_Extract to read_:

Employment Agreement, dated August 7, 2014, by and between GBT III, B.V. and Eric J. Bock

Contract Categories: Human Resources - Employment Agreements
EX-10.4 2 gbtg-20230331xex10d4.htm EXHIBIT 10.4

Exhibit 10.4

GLOBAL BUSINESS TRAVEL

PERSONAL AND CONFIDENTIAL

August 7, 2014

Eric J. Bock
1 Warriston Lane
Rye, NY 10580

Dear Eric,

I am pleased to offer you the position of Chief Legal Officer (“CLO”) of the GBT III, B.V., doing business as American Express Global Business Travel (“GBT”) effective October 1, 2014 or earlier, as mutually agreed. This position is located in New York, New York and reports to me.

I.Salary, Bonuses and Long Term Incentive Awards

The compensation for the position consists of a bi-weekly salary of $23,076, less applicable deductions and withholdings, which equals $600,000 on an annualized basis. GBT has a biweekly pay cycle with pay dates occurring on every other Friday.

_Material supplied_:
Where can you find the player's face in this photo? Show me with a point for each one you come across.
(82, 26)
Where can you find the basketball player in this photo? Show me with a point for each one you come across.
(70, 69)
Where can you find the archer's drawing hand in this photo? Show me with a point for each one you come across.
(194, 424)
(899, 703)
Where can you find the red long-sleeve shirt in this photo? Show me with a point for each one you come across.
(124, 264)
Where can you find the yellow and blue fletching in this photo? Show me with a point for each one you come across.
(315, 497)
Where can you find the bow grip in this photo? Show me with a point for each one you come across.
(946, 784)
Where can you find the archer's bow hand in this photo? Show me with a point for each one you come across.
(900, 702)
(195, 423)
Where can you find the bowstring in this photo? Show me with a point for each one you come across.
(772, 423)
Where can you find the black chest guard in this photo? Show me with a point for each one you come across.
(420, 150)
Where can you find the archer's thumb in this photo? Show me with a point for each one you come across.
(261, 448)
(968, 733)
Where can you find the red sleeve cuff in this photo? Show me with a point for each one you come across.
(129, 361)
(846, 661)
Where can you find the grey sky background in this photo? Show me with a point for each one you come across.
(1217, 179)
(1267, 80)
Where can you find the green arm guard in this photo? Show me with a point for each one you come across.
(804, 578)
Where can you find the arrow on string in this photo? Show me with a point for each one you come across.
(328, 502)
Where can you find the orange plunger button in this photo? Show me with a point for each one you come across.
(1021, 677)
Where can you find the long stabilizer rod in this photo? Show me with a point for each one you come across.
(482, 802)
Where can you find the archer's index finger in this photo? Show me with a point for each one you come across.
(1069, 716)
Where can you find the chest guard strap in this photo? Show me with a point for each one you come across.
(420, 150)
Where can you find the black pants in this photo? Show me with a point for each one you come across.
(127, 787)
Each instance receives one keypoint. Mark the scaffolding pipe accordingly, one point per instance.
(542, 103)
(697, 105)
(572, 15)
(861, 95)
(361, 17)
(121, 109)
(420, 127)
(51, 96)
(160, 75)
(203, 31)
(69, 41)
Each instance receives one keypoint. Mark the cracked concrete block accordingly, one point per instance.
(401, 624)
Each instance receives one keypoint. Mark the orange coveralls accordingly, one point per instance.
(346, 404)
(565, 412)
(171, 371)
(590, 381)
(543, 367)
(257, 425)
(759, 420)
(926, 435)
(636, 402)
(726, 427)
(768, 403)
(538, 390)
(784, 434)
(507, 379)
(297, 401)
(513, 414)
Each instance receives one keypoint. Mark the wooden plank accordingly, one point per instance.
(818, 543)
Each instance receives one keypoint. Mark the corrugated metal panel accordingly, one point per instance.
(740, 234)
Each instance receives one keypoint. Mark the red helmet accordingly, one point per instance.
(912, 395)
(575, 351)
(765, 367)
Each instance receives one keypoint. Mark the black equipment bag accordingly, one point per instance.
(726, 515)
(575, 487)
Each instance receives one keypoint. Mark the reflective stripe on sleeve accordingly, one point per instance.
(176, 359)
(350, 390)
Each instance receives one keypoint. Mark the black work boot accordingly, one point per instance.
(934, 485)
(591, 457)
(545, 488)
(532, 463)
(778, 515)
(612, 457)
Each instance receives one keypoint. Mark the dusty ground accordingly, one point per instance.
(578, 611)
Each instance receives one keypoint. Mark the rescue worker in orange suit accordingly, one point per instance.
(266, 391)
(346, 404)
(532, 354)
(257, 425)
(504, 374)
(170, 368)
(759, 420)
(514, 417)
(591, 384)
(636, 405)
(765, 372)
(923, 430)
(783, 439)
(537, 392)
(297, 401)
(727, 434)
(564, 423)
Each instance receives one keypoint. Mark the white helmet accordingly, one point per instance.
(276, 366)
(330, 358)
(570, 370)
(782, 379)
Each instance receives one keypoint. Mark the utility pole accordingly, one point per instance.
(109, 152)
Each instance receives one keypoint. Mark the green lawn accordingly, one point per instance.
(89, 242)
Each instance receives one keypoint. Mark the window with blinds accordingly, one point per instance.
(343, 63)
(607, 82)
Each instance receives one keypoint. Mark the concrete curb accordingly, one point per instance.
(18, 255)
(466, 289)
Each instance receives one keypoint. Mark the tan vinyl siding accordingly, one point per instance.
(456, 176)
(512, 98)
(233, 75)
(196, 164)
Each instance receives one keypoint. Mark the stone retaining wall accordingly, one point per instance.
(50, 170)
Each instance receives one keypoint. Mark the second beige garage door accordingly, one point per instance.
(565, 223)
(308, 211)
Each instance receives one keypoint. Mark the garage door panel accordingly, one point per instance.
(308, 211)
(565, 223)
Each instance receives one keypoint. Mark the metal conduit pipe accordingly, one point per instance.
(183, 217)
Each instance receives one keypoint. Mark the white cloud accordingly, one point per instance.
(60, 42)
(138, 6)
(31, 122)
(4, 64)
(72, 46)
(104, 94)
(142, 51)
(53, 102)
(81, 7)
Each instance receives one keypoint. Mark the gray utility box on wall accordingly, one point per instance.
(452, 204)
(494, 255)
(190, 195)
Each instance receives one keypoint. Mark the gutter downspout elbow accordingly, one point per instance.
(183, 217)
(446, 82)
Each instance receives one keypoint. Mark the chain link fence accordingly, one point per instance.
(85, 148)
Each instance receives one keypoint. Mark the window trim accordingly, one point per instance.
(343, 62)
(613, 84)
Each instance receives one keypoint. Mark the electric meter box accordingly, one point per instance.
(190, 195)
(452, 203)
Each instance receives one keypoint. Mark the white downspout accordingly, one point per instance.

_What you should do_:
Rewrite everything in the employment letter from "I am pleased" down to "every other Friday.", putting "General Counsel" in place of "Chief Legal Officer".

_Solution for this task_:
I am pleased to offer you the position of General Counsel (“CLO”) of the GBT III, B.V., doing business as American Express Global Business Travel (“GBT”) effective October 1, 2014 or earlier, as mutually agreed. This position is located in New York, New York and reports to me.

I.Salary, Bonuses and Long Term Incentive Awards

The compensation for the position consists of a bi-weekly salary of $23,076, less applicable deductions and withholdings, which equals $600,000 on an annualized basis. GBT has a biweekly pay cycle with pay dates occurring on every other Friday.